- Provided data -
───
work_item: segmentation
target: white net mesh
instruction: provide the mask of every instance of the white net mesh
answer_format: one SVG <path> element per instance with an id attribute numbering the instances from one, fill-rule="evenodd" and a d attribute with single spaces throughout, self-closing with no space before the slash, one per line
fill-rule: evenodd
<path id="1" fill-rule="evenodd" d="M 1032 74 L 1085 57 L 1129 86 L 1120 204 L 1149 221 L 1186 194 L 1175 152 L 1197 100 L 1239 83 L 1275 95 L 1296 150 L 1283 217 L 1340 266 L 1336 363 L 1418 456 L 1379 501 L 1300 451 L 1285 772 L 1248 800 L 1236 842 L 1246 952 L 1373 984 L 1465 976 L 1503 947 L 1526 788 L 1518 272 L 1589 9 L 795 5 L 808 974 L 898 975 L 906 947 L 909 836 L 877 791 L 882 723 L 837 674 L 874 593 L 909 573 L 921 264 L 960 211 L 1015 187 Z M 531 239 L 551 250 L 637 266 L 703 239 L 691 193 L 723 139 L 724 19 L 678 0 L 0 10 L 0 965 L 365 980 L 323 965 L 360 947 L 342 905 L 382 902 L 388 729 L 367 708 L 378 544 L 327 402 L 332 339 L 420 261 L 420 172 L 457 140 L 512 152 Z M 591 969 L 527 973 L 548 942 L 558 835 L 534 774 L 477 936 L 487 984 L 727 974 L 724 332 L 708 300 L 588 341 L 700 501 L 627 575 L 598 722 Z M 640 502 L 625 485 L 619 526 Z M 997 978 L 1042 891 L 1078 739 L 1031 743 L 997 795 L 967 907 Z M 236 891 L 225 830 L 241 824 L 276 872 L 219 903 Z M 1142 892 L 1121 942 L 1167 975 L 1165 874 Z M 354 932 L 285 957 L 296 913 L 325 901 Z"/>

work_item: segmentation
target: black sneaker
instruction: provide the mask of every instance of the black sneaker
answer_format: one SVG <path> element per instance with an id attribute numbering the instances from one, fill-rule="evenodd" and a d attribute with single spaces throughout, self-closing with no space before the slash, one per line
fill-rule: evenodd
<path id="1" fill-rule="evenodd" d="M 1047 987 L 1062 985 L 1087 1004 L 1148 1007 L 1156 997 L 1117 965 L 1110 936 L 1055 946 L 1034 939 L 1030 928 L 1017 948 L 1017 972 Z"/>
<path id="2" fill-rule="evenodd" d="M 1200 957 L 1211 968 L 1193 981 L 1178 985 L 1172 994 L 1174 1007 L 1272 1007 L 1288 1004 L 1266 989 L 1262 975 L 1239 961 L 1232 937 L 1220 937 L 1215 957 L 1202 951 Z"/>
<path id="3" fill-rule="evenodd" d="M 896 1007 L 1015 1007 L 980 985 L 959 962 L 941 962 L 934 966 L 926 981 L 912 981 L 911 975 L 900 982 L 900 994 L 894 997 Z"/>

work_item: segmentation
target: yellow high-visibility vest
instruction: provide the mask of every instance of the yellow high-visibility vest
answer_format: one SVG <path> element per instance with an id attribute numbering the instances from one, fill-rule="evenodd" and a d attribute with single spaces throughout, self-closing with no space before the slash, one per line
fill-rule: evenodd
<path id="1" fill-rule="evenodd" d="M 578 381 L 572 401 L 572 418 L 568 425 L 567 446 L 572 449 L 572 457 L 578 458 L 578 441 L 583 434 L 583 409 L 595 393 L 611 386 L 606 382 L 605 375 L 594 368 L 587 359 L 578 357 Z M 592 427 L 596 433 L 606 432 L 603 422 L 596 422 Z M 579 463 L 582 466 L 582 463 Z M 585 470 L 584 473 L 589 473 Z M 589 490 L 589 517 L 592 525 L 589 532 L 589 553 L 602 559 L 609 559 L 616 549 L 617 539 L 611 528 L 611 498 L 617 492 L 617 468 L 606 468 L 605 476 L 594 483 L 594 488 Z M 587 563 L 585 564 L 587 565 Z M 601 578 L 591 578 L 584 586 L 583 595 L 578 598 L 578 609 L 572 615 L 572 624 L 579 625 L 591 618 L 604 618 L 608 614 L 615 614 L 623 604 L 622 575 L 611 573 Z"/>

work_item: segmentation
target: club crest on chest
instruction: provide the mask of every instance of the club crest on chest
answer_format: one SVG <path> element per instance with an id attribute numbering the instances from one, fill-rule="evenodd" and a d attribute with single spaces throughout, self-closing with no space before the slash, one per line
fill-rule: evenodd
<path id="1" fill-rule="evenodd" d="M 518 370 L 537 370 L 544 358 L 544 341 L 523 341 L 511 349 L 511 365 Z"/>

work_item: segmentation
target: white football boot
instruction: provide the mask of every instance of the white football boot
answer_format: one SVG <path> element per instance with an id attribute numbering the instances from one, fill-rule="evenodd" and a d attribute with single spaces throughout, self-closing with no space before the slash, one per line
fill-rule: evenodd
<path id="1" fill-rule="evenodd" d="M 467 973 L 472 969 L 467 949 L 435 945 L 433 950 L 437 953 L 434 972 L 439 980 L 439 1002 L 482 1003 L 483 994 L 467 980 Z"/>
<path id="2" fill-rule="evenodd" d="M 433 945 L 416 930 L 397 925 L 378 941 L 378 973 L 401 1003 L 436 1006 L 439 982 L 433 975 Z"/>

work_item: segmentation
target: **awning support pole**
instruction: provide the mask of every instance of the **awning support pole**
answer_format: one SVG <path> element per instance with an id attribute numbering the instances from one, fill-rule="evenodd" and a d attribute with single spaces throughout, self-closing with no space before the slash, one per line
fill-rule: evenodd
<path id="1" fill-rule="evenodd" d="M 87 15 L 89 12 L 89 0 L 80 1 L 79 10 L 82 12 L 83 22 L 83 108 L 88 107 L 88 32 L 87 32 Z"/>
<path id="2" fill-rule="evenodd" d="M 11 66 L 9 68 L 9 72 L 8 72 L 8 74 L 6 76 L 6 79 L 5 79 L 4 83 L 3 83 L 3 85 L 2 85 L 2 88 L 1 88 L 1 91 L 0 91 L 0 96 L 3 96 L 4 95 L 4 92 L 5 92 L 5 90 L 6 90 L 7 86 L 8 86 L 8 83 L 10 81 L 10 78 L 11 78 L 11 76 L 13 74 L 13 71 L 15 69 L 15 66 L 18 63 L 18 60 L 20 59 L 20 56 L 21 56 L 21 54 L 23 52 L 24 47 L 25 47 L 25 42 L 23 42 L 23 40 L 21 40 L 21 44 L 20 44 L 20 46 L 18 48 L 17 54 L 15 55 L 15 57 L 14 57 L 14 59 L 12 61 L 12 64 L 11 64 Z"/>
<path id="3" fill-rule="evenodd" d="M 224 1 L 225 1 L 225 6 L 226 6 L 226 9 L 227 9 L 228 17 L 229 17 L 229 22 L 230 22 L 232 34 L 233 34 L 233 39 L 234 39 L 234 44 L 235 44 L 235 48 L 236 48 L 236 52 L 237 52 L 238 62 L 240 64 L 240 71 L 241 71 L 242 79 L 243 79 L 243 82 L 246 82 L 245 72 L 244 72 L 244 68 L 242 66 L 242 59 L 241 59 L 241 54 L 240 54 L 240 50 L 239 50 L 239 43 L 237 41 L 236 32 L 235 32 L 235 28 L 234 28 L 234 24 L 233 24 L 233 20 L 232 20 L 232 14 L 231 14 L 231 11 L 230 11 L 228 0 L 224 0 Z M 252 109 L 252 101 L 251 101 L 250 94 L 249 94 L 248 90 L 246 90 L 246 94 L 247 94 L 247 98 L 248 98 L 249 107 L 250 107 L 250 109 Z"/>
───
- Assigned task -
Check each line above for the string "every", then copy the ones that have it.

- Task output -
instruction: provide the mask of every instance of the white net mesh
instruction: provide the mask of every instance of the black sneaker
instruction: provide the mask of every instance of the yellow high-visibility vest
instruction: provide the mask of every instance of the club crest on chest
instruction: provide the mask of every instance of the white football boot
instruction: provide the mask of every instance of the **awning support pole**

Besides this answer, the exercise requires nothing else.